→ **Do this**
Render every line of the items below as a Markdown table with two columns, "Row" for the row number and "Line" for the line itself. Skip any blank lines.

→ **Raw records**

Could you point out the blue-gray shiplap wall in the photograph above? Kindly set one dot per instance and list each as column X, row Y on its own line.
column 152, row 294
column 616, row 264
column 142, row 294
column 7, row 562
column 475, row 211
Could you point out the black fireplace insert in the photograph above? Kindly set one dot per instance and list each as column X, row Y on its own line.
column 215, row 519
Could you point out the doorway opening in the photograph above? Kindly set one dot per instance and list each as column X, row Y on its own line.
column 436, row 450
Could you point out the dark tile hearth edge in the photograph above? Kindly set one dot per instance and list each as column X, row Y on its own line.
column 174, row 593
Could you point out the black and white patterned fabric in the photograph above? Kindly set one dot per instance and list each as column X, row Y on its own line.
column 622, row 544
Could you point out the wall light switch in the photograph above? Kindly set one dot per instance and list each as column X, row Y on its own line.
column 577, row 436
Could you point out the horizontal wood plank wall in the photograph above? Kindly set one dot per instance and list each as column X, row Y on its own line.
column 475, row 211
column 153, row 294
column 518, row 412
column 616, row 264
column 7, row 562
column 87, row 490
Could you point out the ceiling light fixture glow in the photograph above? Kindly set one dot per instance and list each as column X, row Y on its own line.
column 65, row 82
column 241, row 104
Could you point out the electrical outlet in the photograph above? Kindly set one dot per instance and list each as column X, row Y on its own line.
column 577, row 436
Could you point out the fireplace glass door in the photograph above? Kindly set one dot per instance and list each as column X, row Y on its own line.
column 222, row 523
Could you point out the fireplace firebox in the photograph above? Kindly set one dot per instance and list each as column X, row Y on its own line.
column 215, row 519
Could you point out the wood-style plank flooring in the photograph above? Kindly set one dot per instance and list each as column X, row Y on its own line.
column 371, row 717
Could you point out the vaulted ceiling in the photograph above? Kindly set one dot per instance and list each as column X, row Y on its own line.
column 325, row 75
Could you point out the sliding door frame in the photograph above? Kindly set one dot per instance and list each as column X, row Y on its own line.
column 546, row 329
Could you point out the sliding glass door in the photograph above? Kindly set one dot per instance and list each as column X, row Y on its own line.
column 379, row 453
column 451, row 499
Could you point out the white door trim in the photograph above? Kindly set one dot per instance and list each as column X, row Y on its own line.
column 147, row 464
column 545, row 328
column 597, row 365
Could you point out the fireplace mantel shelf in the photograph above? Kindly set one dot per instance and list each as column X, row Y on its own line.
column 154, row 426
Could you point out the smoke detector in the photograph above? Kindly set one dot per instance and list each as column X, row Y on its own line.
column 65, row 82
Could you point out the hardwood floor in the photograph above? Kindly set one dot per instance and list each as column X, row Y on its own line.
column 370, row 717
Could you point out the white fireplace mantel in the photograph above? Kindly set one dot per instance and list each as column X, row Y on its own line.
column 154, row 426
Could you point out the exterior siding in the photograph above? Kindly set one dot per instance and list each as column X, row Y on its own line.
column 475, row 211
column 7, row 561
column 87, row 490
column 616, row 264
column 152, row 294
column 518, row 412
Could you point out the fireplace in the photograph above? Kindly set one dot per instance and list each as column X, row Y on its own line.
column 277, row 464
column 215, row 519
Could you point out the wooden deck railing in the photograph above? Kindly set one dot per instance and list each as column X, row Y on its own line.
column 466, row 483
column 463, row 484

→ **Task output**
| Row | Line |
|---|---|
| 1 | Could you point out the blue-gray shiplap wall in the photograph above? Kindly set one dot per instance and list each as column X, row Y on its own line. |
| 2 | column 152, row 294 |
| 3 | column 616, row 264 |
| 4 | column 142, row 294 |
| 5 | column 7, row 562 |
| 6 | column 475, row 211 |
| 7 | Could you point out the black fireplace insert in the photograph above? Kindly set one dot per instance and list each as column X, row Y on its own line. |
| 8 | column 215, row 519 |
| 9 | Could you point out the doorway opening in the photograph above? Kindly set one dot per instance and list each as column X, row Y on its own line. |
| 10 | column 436, row 450 |
| 11 | Could you point out the dark tile hearth edge in the photograph above? Kindly set one dot per instance and list each as column X, row Y on its own line. |
| 12 | column 174, row 593 |
| 13 | Could you point out the black and white patterned fabric in the photograph above? Kindly set one dot per instance and list each as column X, row Y on its own line. |
| 14 | column 622, row 544 |
| 15 | Could you point out the wall light switch in the photograph above? Kindly set one dot per instance and list each as column X, row Y on its own line. |
| 16 | column 577, row 436 |
| 17 | Could you point out the horizontal wood plank wall in the photograph above? Kindly set one dot per instance and list each as column X, row Y on its own line. |
| 18 | column 475, row 211 |
| 19 | column 153, row 294 |
| 20 | column 518, row 412 |
| 21 | column 616, row 264 |
| 22 | column 7, row 562 |
| 23 | column 87, row 490 |
| 24 | Could you point out the ceiling light fixture glow in the photograph above? Kindly set one dot per instance and list each as column X, row Y on its own line. |
| 25 | column 65, row 82 |
| 26 | column 241, row 104 |
| 27 | Could you point out the electrical outlet in the photograph above? Kindly set one dot per instance and list each as column X, row Y on its own line. |
| 28 | column 577, row 436 |
| 29 | Could you point out the fireplace glass door in the photograph above? Kindly set one dot per instance and list each as column X, row Y on its own line. |
| 30 | column 222, row 523 |
| 31 | Could you point out the fireplace firebox in the photograph above? Kindly set one dot per instance and list each as column X, row Y on its own line. |
| 32 | column 215, row 519 |
| 33 | Could you point out the wood-style plank flooring in the photograph above? Kindly set one dot per instance and list each as column X, row Y on its own line. |
| 34 | column 371, row 717 |
| 35 | Could you point out the vaulted ceiling in the photograph above? Kindly set one dot per instance and list each as column X, row Y on its own line. |
| 36 | column 325, row 75 |
| 37 | Could you point out the sliding door frame in the photograph above? Kindly set one dot per instance and list each as column X, row Y on its own line. |
| 38 | column 546, row 329 |
| 39 | Could you point out the sliding glass door in the photograph above? Kindly set one dot per instance and list each as column X, row Y on its own line. |
| 40 | column 379, row 453 |
| 41 | column 451, row 499 |
| 42 | Could you point out the white door trim in the photograph above? Kindly set one dot per instance and list each as column X, row Y on its own line. |
| 43 | column 147, row 464 |
| 44 | column 545, row 328 |
| 45 | column 597, row 365 |
| 46 | Could you point out the fireplace mantel shelf in the photograph above? Kindly set one dot per instance and list each as column X, row Y on its own line. |
| 47 | column 154, row 426 |
| 48 | Could you point out the smoke detector in the photograph above? Kindly set one dot per instance and list each as column X, row Y on its own line. |
| 49 | column 65, row 82 |
| 50 | Could you point out the hardwood floor in the photograph above? Kindly set one dot per instance and list each as column X, row Y on its own line. |
| 51 | column 370, row 717 |
| 52 | Could you point out the white fireplace mantel in the photograph above? Kindly set one dot per instance and list each as column X, row Y on its own line. |
| 53 | column 154, row 426 |
| 54 | Could you point out the exterior siding in the photograph above? Kindly set one dot per instance and list each as column X, row Y on its own line. |
| 55 | column 475, row 211 |
| 56 | column 7, row 561 |
| 57 | column 87, row 490 |
| 58 | column 616, row 264 |
| 59 | column 152, row 294 |
| 60 | column 518, row 412 |
| 61 | Could you point out the fireplace in the photograph above? Kindly set one dot per instance and list each as column X, row Y on its own line. |
| 62 | column 277, row 464 |
| 63 | column 215, row 519 |
| 64 | Could you point out the wooden deck railing in the photograph above? Kindly set one dot per instance and list each as column X, row Y on its own line. |
| 65 | column 466, row 483 |
| 66 | column 463, row 484 |